== PROBLEM DESCRIPTION ==
Answer these questions about the forum posts:
(a) On what day and at what time was the first post made?
(b) How many exemptions from the new federal health care do the forum posts mention?
(c) What figure is Obama called a new, cool version of?

━━━ SELECTED EXTRACT

By Portege on Saturday, July 09, 2011 - 11:06 am: Edit |
Admin: moved from "It had to happen sometime...Obama attacking Social Security!"
You guessed it. Obama is on the attack with Social Security and Medicare.
http://www.foxnews.com/politics/2011/07/09/partisan-rhetoric-may-shrink-deficit-aspirations/
Not that I was all that surprised. Eventually it had to fall. This couldnt have gone on forever...
By Portege on Tuesday, July 12, 2011 - 06:11 pm: Edit |
Admin: moved from "Obamas Demagogic Style"
http://www.nationalreview.com/articles/print/271410
At various times, Barack Obama has lashed out at those who wished to refuse to raise the debt limit, although as a senator that is just how he voted. He deplored the polluting effects of big money in campaigns, only to raise more Wall Street cash than anyone else in presidential history — as he became the first candidate to reject the public financing of general-election presidential campaigns and the limitations on fundraising that such four-decade-old laws entailed. He once decried the very idea of not applying the War Powers Act that as president he has completely ignored. He insisted that drilling and increased supply had little effect on oil-price stability — but maintained that releasing a small amount of oil from the Strategic Petroleum Reserve most surely would. The once-demonized Bush protocols — Guantanamo, tribunals, renditions, intercepts, wiretaps, Predators, Iraq, preventive detention — have been embraced or indeed expanded.
There is never a systematic agenda, a defined foreign policy. Instead, amid a fuzzy ideology of hope and change and spread the wealth, almost any position can be embraced one day and summarily rejected the next — no new taxes in December 2010, lots of them in June 2011; shovel-ready stimulus is once essential, but soon proves not so shovel-ready after all; new federal health care is mandatory, but so are 1,400 exemptions from it — depending on perceptions of what might win over a majority.
What impresses about Barack Obama is his ability to take an ancient art, refine it with an Ivy League veneer, and become a new, cool version of the old Cleon.

━━━━━━
━━━ SOURCE MATERIAL

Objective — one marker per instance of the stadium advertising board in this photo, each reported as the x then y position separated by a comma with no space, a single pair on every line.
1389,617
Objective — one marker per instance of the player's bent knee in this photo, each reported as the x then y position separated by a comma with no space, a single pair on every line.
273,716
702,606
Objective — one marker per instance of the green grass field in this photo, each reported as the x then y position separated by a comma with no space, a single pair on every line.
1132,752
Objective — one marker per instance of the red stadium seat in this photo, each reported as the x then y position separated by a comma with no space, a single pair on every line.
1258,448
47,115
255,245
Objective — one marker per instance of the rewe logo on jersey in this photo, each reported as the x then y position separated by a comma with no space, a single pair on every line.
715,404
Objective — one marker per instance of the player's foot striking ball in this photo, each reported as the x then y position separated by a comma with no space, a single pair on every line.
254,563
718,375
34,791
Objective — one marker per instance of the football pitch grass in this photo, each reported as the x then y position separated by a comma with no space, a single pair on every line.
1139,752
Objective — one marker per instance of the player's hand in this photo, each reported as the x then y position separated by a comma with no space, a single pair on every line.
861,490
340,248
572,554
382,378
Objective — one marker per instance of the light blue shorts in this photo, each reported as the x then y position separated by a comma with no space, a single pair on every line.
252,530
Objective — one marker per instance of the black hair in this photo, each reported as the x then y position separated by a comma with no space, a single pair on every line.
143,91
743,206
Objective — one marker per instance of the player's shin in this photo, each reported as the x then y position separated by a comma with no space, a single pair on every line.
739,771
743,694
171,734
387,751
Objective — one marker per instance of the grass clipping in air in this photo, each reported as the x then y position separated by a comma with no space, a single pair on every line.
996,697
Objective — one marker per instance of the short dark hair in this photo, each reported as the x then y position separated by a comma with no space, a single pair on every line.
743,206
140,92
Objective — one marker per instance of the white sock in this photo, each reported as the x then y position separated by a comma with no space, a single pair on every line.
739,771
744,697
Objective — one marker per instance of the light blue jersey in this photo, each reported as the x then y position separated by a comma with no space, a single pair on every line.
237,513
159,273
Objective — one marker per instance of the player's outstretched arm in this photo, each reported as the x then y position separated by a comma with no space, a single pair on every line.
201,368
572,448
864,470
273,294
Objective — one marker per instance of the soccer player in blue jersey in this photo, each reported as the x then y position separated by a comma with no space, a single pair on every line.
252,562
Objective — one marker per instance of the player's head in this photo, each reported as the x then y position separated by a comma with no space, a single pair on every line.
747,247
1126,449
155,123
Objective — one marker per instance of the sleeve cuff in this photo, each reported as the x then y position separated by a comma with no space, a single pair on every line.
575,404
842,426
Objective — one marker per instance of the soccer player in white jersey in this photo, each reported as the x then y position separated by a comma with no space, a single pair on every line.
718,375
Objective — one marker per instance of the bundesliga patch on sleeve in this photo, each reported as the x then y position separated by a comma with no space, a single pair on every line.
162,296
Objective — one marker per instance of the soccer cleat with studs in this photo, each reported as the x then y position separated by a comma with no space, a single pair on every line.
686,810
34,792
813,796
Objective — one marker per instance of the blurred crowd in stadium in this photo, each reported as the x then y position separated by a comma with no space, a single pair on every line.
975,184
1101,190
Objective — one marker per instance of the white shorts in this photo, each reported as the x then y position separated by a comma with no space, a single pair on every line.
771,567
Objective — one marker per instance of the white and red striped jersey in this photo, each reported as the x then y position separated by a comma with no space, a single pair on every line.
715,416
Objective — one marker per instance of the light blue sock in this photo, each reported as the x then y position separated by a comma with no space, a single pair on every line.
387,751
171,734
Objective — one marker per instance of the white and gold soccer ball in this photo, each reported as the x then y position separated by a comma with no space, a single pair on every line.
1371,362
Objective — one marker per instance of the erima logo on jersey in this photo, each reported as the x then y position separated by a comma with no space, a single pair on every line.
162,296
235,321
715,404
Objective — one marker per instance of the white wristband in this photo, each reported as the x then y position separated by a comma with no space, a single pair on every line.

━━━━━━

== ANSWER TO THIS EXERCISE ==
(a) Saturday, July 09, 2011, at 11:06 am
(b) 1,400
(c) The old Cleon